Description of the task =
In the records below, take the lines between the one holding "Identify every instance of the round wall" and the one holding "x=162 y=120", inclusive, and lay them out as a JSON list of strings, one string per line, with blank lines left out.

Entries provided =

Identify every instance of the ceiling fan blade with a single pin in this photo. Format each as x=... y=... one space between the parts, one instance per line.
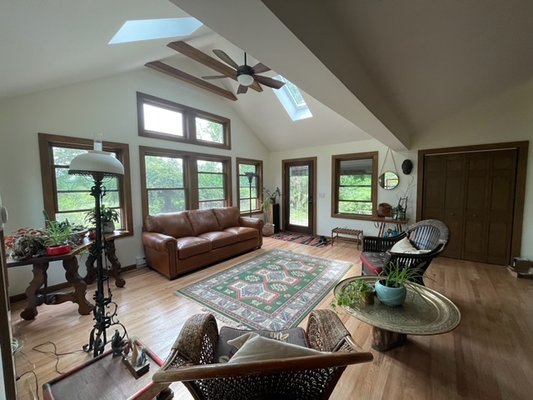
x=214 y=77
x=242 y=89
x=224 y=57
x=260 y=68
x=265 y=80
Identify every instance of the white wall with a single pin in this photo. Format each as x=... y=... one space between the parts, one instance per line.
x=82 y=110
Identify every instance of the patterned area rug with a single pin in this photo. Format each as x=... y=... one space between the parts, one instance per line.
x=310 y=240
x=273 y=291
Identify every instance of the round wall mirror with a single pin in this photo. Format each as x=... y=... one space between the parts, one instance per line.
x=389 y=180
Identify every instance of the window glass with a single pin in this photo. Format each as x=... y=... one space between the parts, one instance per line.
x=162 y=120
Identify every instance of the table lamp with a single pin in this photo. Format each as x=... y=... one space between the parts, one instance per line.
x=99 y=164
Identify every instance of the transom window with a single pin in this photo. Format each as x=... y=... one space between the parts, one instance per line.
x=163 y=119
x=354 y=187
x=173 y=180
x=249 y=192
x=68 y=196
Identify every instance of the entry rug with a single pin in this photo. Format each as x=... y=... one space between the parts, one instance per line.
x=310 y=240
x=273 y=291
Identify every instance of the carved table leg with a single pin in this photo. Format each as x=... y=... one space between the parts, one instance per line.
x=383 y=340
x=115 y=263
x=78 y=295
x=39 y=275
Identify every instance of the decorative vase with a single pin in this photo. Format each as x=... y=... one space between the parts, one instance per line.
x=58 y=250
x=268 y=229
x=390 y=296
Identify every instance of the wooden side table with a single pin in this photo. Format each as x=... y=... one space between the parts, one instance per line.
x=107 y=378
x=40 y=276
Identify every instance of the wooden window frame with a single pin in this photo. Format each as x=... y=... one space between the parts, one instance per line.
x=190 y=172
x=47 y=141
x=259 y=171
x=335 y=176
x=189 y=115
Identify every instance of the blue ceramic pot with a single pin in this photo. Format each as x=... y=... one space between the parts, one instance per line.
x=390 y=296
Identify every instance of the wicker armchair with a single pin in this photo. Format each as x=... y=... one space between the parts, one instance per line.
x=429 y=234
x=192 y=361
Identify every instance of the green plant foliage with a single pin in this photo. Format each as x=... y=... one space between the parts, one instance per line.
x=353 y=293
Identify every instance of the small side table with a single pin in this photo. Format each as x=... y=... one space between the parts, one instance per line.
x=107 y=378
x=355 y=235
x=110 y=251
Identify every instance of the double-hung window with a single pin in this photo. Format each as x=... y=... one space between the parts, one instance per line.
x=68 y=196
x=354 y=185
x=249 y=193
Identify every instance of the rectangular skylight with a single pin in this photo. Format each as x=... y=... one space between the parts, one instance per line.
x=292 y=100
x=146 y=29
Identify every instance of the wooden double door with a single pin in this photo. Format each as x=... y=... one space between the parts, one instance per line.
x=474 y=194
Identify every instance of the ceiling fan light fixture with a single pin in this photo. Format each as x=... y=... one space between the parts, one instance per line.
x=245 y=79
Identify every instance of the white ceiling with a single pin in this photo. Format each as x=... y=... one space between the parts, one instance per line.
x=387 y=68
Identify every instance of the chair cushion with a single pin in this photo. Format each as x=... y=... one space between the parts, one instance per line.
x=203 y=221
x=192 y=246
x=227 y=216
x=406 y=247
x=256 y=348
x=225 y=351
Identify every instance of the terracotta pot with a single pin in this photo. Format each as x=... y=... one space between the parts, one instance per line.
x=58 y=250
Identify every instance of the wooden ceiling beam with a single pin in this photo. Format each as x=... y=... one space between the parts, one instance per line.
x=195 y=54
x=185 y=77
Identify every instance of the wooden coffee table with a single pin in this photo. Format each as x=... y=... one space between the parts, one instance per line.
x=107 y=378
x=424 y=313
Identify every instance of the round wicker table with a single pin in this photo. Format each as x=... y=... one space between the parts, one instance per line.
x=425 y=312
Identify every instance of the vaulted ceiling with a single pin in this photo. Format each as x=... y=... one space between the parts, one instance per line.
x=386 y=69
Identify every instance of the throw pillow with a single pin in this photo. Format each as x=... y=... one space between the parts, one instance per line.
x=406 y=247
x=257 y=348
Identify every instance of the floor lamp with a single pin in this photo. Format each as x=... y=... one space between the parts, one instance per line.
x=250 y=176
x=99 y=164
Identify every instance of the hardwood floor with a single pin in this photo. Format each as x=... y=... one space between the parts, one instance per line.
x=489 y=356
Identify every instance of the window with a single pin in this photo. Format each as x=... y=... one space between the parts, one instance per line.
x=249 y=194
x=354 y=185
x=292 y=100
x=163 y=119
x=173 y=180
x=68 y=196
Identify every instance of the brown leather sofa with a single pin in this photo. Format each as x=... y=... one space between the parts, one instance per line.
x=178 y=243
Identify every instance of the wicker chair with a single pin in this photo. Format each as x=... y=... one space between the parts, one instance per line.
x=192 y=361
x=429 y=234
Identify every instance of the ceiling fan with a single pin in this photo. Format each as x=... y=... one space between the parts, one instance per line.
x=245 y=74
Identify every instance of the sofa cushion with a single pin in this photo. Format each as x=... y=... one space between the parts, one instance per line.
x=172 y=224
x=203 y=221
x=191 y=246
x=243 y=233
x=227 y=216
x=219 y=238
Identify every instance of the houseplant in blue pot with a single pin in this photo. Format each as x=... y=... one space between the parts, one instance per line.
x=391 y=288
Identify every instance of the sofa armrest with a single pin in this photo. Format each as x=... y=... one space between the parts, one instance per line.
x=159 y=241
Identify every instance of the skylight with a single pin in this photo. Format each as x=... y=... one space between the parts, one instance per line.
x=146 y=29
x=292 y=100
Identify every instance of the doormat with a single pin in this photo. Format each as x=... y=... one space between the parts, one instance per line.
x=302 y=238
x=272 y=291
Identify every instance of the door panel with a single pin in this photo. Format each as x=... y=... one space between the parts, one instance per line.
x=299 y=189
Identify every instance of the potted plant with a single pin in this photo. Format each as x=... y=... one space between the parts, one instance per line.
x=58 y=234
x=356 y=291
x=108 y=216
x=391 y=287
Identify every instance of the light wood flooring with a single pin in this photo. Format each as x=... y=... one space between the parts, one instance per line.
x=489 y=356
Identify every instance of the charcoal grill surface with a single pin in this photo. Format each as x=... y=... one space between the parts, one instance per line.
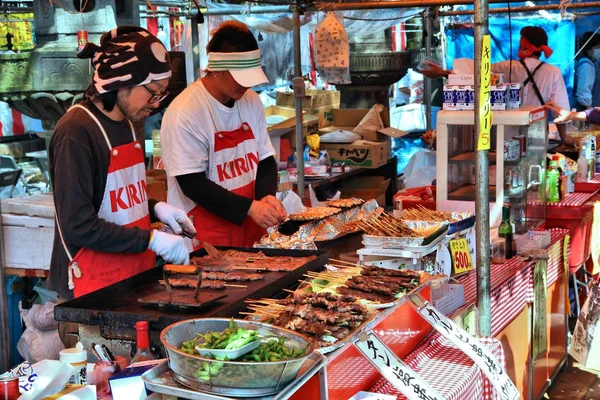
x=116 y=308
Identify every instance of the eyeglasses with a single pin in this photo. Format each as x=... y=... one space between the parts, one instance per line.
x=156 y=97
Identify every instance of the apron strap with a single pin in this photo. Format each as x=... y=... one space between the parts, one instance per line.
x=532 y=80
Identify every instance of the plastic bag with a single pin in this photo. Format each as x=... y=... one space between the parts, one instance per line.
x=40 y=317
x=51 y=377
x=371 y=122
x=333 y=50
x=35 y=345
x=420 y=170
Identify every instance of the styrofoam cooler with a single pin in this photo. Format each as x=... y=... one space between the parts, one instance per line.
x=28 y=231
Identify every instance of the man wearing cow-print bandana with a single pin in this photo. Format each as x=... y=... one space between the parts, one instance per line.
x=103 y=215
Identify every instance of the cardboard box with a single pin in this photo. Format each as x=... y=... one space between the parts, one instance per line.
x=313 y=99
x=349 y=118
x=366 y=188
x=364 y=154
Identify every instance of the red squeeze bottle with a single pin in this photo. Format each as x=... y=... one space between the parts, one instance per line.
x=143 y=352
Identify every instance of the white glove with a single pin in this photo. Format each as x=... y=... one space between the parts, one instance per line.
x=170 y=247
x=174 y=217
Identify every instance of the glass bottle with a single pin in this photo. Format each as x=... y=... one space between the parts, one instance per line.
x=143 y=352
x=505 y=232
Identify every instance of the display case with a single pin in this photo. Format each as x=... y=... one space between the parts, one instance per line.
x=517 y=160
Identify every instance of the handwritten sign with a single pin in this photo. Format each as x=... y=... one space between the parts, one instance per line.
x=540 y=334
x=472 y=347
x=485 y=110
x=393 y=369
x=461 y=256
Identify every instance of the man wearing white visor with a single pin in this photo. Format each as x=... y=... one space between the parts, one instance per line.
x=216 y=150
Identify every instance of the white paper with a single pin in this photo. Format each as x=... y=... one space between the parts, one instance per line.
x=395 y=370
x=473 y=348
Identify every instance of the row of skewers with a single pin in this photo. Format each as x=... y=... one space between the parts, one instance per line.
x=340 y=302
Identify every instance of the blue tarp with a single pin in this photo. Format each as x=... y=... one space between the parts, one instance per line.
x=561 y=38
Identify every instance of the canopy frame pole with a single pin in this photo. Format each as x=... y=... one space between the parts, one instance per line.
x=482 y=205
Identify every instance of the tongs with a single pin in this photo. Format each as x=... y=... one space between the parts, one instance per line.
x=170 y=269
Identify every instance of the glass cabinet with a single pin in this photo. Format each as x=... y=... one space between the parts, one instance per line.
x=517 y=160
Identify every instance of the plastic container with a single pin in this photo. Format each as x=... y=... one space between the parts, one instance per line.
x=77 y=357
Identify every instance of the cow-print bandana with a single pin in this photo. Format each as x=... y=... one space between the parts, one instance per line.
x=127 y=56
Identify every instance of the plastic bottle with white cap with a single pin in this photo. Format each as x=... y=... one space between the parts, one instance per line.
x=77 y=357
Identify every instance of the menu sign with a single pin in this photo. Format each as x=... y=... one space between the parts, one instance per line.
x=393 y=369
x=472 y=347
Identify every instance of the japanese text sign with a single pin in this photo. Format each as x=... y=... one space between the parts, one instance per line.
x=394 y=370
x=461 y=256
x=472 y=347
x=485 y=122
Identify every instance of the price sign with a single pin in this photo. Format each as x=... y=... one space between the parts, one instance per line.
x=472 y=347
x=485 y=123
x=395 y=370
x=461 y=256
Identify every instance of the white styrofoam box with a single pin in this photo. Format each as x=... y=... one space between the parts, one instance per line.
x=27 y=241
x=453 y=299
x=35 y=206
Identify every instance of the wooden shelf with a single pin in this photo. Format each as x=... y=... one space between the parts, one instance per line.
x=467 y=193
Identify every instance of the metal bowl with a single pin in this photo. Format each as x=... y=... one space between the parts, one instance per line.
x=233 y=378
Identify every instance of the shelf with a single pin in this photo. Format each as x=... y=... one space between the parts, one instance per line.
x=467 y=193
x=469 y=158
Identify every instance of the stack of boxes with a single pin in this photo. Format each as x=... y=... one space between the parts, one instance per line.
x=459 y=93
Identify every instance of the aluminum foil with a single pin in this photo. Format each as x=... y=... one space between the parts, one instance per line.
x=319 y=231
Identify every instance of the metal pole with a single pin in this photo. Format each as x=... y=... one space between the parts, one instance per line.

Answer below =
[
  "Identify every instance of the round wall mirror with a single pin in this photo. Format each as x=... y=... one space between the parts, one instance per line.",
  "x=389 y=180",
  "Identify every instance of the window glass with a single pin in this photo. Format each as x=... y=... one space between the parts, one instance per line.",
  "x=162 y=120"
]